WHAT TO PRODUCE> Convert every one of the records below into a two-column CSV with the headers instruction and points. Give each record its own row, quote each field, and replace line breaks with spaces. Leave the pictures out.

----------

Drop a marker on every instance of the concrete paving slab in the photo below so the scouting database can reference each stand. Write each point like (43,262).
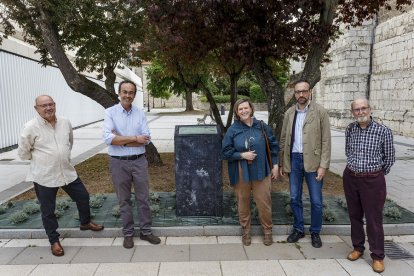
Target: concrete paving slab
(118,241)
(8,254)
(393,268)
(358,267)
(42,255)
(127,269)
(219,252)
(87,242)
(103,254)
(3,242)
(252,268)
(313,268)
(65,270)
(189,269)
(277,251)
(327,251)
(16,270)
(191,240)
(27,243)
(162,253)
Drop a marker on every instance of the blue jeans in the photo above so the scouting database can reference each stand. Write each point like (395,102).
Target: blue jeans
(315,192)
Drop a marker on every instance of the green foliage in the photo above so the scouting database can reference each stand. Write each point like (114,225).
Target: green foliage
(221,98)
(116,211)
(31,208)
(18,217)
(256,94)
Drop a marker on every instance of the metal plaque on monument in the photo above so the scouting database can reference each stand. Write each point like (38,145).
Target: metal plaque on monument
(198,170)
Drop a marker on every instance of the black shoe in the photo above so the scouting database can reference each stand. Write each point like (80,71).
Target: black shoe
(150,238)
(295,236)
(316,240)
(128,242)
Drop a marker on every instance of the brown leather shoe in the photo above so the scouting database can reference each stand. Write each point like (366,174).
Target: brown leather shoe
(378,265)
(128,242)
(355,255)
(246,238)
(91,226)
(57,249)
(268,239)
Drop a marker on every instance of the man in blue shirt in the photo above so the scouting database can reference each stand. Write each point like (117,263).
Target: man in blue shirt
(370,154)
(126,132)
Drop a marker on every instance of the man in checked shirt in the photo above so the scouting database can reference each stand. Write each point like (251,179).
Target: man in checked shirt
(370,154)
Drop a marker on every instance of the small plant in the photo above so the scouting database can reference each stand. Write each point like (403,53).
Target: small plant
(328,215)
(116,212)
(392,212)
(342,202)
(59,213)
(18,217)
(31,208)
(62,204)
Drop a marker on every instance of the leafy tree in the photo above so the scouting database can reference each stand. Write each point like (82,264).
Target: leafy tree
(243,34)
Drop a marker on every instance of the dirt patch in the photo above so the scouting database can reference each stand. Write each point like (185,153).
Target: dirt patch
(95,174)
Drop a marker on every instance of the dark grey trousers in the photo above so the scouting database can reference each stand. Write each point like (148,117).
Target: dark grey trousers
(125,174)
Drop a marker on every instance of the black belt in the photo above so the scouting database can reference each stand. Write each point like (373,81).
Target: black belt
(128,157)
(364,174)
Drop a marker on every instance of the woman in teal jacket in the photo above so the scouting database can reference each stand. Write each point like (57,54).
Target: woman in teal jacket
(244,147)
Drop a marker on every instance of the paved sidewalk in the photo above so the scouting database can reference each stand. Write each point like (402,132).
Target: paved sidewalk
(204,252)
(200,255)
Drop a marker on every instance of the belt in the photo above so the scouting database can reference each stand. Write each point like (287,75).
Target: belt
(364,174)
(128,157)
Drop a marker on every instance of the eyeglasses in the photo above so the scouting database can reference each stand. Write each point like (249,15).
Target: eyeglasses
(298,92)
(362,109)
(46,105)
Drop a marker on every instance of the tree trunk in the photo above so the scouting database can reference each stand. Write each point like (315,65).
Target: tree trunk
(274,93)
(76,81)
(189,100)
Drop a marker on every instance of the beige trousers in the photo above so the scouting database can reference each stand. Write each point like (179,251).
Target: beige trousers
(262,196)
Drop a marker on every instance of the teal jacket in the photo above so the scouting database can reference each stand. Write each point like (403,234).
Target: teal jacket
(240,135)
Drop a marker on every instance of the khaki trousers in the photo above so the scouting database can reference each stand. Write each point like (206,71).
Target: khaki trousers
(262,196)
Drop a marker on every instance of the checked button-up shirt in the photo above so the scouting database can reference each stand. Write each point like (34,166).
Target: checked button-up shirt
(370,149)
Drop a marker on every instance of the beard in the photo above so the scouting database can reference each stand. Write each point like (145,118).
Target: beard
(363,119)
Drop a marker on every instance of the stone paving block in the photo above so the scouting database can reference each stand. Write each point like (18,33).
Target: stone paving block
(65,269)
(252,268)
(327,251)
(358,267)
(137,241)
(220,252)
(3,242)
(191,240)
(396,267)
(16,270)
(312,268)
(189,269)
(127,269)
(27,242)
(87,242)
(162,253)
(8,254)
(42,255)
(103,254)
(276,251)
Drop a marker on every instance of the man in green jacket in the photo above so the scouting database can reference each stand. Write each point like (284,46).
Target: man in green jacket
(305,145)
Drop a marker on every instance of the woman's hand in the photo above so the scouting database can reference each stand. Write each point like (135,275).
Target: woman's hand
(275,172)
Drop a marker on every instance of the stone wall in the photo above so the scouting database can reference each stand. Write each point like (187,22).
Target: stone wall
(388,83)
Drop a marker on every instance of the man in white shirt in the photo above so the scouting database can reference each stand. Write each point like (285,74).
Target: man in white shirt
(47,142)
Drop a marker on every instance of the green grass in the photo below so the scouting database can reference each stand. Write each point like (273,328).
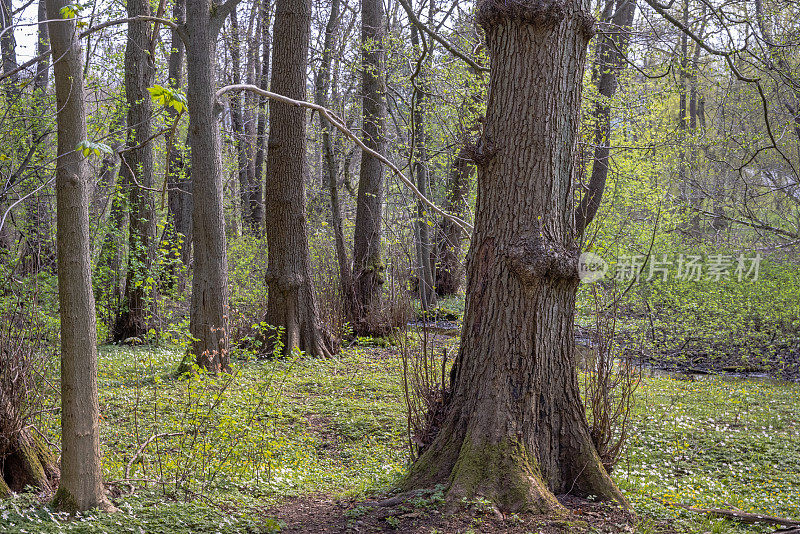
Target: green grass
(337,427)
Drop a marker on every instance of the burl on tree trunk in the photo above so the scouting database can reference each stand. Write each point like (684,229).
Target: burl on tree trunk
(26,461)
(515,429)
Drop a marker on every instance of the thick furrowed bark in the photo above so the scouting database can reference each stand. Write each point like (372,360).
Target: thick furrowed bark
(515,431)
(368,275)
(292,304)
(27,463)
(209,306)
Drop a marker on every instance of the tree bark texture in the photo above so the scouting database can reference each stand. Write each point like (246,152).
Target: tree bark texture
(81,485)
(209,307)
(322,89)
(179,195)
(292,303)
(136,172)
(610,59)
(515,429)
(368,269)
(450,271)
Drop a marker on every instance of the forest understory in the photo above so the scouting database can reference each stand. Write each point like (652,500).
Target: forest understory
(317,445)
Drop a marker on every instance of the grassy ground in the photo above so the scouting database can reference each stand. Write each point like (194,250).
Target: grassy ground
(233,452)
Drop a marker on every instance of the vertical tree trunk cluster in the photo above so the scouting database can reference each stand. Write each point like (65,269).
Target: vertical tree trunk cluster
(179,182)
(209,307)
(450,270)
(515,429)
(136,174)
(323,83)
(426,278)
(368,269)
(292,306)
(81,486)
(609,60)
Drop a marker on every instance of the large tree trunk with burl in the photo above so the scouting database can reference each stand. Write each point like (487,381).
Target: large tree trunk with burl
(292,304)
(515,429)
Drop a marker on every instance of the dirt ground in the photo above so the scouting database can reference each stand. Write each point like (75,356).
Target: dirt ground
(319,514)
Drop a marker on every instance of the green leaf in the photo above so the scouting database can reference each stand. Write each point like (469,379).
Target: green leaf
(70,11)
(88,148)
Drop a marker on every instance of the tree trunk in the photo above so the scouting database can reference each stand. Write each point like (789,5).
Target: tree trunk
(331,166)
(135,316)
(422,240)
(450,270)
(179,196)
(209,307)
(42,45)
(8,49)
(26,461)
(368,269)
(38,250)
(292,303)
(237,122)
(515,429)
(610,59)
(81,485)
(257,199)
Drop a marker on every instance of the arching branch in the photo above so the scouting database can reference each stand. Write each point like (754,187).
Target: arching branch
(339,125)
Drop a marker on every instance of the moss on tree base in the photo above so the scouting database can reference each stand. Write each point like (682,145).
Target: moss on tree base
(27,463)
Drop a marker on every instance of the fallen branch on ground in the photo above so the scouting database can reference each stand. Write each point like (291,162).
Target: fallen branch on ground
(738,515)
(339,125)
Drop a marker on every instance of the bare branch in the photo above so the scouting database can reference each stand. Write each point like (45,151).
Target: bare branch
(438,38)
(339,125)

----------

SOLUTION>
instruction,points
"Drop a marker on every instance of the concrete paving slab in the photo below so the scouting database can reference each stand. Write each point like (43,262). Target: concrete paving slab","(118,241) (8,254) (393,268) (358,267) (42,255) (127,269) (219,252) (87,242) (103,254) (3,242) (252,268) (313,268) (65,270) (189,269) (277,251) (327,251) (16,270) (191,240) (27,243) (162,253)"
"Drop a marker on every instance of the blue jeans in the photo above so the scouting database can reference each stand. Write each point like (395,102). Target: blue jeans","(315,192)"
"Drop a marker on every instance of the green foliage in the photo above so the scouting database can reference each stand. Write each point like (114,225). Target: green foliage","(221,98) (116,211) (31,208) (18,217) (256,94)"
"Drop a marker on every instance of the metal plaque on monument in the photo above so the scouting database can reference each stand. Write each point like (38,145). Target: metal plaque on monument","(198,170)"
"Drop a marker on every instance of the black shoe in the photo above so the scouting database can reference each stand. Write each point like (80,71). Target: black shoe","(150,238) (295,236) (316,240) (128,242)"
"Drop a marker on every instance of the brown leather shoe in the photo above so the scouting database can reference each stand. Write each point like (366,174). Target: brown leather shoe","(378,265) (128,242) (355,255) (246,238) (91,226) (57,249) (268,239)"
"Drop a marker on every instance of the man in blue shirt in the photo above so the scouting database can reference each stand. Write each point like (117,263). Target: man in blue shirt","(370,154) (126,132)"
"Drop a marker on every instance of the man in checked shirt in the photo above so the scouting database can reference each stand. Write each point like (251,179). Target: man in checked shirt","(370,154)"
"Drop a marker on every instance of the small plant in the photo above so the scouting database can reference each stand. Write each point like (403,53). Target: small plant","(328,215) (116,212) (392,212) (342,202) (59,213) (18,217) (31,208) (62,204)"
"Drop a marker on every instance of the leafy tree in the photo above so the scouting database can reference each stand. Write each point like (82,264). Target: leafy tree","(243,34)"
"Drop a marker on every instance of the dirt patch in the photo above so the scouting database can reference each stand. Write each point like (185,153). Target: dirt patch","(95,174)"
"Drop a marker on every instance of the dark grey trousers in the photo above so the scouting database can reference each stand. Write each point like (148,117). Target: dark grey trousers","(125,174)"
"Drop a marker on every instance of the black belt in the photo above so the scouting database can reference each stand. Write each point like (373,81). Target: black belt","(128,157) (364,174)"
"Drop a marker on every instance of the woman in teal jacket in the photo above so the scouting database can reference each stand. Write each point like (57,54). Target: woman in teal jacket","(244,147)"
"Drop a marker on every instance of the paved sidewalk in the photo above so the scouting database can reference each stand. Write each point like (402,132). Target: paved sidewalk","(204,252) (200,255)"
"Drop a marker on every instance of the belt in the photo above so the scouting database can reference each stand. Write each point like (287,75). Target: belt","(364,174) (128,157)"
"Drop a marker on every instance of the eyeglasses in the photo above so the scouting database can reference each stand. Write each point like (249,15). Target: eyeglasses","(298,92) (362,109) (46,105)"
"Drop a marker on every instance of the tree trunk in the photo above so the scouting database can reference each stand. Write each point like (315,65). Target: tree trunk","(274,93) (76,81) (189,100)"
"Drop a marker on every instance of the beige trousers in the photo above so the scouting database can reference each stand. Write each point like (179,251). Target: beige trousers","(262,196)"
"Drop a marker on every instance of the teal jacket in the photo above so the scouting database can reference each stand. Write each point like (403,234). Target: teal jacket","(240,135)"
"Drop a marker on every instance of the khaki trousers in the photo above so the scouting database can reference each stand. Write each point like (206,71). Target: khaki trousers","(262,196)"
"Drop a marker on every instance of the checked button-up shirt in the photo above so the scouting database can reference each stand. Write each point like (34,166). Target: checked button-up shirt","(370,149)"
"Drop a marker on every instance of the beard in the photo above so the scouting database can reference each stand. Write each point like (145,118). Target: beard","(363,119)"
"Drop a marker on every instance of the stone paving block in the photo above so the scouting database can reference each stand. Write each point like (18,33). Target: stone paving block","(65,269) (252,268) (327,251) (358,267) (137,241) (220,252) (3,242) (191,240) (396,267) (16,270) (312,268) (189,269) (127,269) (27,242) (87,242) (162,253) (8,254) (42,255) (103,254) (276,251)"
"Drop a marker on every instance of the man in green jacket in the photo above so the scouting database can reference each stand. Write each point like (284,46). Target: man in green jacket","(305,145)"
"Drop a marker on every instance of the woman's hand in the photo above so the scouting database can reference each stand. Write each point like (135,275). Target: woman's hand","(275,172)"
"Drop a marker on every instance of the stone wall in the photo above so the scouting database can reference each stand. Write each point like (187,22). Target: stone wall","(388,83)"
"Drop a marker on every instance of the man in white shirt in the photo above so the scouting database can reference each stand. Write each point like (285,74). Target: man in white shirt","(47,142)"
"Drop a marker on every instance of the green grass in the photo below so the scouting database can reference each stand. Write each point like (273,328). Target: green grass","(337,427)"
"Drop a marker on every instance of the burl on tree trunk in the photo above so the scouting database can reference each stand. Write each point like (684,229). Target: burl on tree trunk","(26,461) (515,429)"
"Drop a marker on every instance of the thick furrowed bark in the photo above so the scouting database can reference each stand. Write each point like (372,360). Target: thick furrowed bark","(515,431) (368,275) (292,304) (27,463) (209,306)"
"Drop a marker on every instance of the tree bark texture in the photo above so the scouting database can reference each stand. Write each point like (246,152). Target: tree bark texture","(81,485) (209,307) (322,89) (179,195) (292,303) (136,172) (610,59) (515,429) (368,269) (450,271)"
"Drop a marker on every instance of the forest understory in the photo above so the scouting database can reference each stand. Write each point like (652,500). Target: forest understory","(317,445)"
"Drop a marker on every instance of the grassy ground in the photo above so the scouting database can reference each stand. Write each point like (194,250). Target: grassy ground","(233,452)"
"Drop a marker on every instance of the vertical tree trunk cluster in the photo above so the scouting database can reference each stand. Write each point like (65,269). Target: vertical tree trunk cluster","(179,182) (209,307) (450,270) (515,429) (136,174) (323,83) (426,278) (368,269) (292,306) (81,486) (609,60)"
"Drop a marker on every instance of the large tree trunk with burl in the photo above so the scouting database can reference each stand. Write each point like (487,381). Target: large tree trunk with burl","(292,304) (515,429)"
"Drop a marker on every instance of the dirt ground in the photo above so the scouting database can reference each stand. Write each point like (75,356). Target: dirt ground","(319,514)"
"Drop a marker on every instance of the green leaf in the photo above so the scouting database can reference each stand. Write each point like (469,379). Target: green leaf","(70,11) (88,148)"
"Drop a marker on every instance of the tree trunk in the photo above so the scouting database can reference each stand. Write each point like (789,5). Target: tree trunk","(331,166) (135,316) (422,240) (450,270) (179,196) (209,307) (42,45) (8,49) (26,461) (368,269) (38,250) (292,303) (237,122) (515,429) (610,59) (81,485) (257,199)"
"Drop a marker on every instance of the arching branch in the photo above so the scouting database can reference each stand. Write each point like (754,187). Target: arching branch","(339,125)"
"Drop a marker on every instance of the moss on tree base in the photo above so the scouting database can reference each stand. Write each point like (682,145). Target: moss on tree base","(27,463)"
"Drop a marker on every instance of the fallen branch on ground in the photo above so the scouting database can reference each stand. Write each point like (291,162). Target: fallen branch on ground","(738,515) (339,125)"
"Drop a marker on every instance of the bare branch in the photo above so the scouting database can reference each stand. Write each point like (45,151). Target: bare branch","(438,38) (339,125)"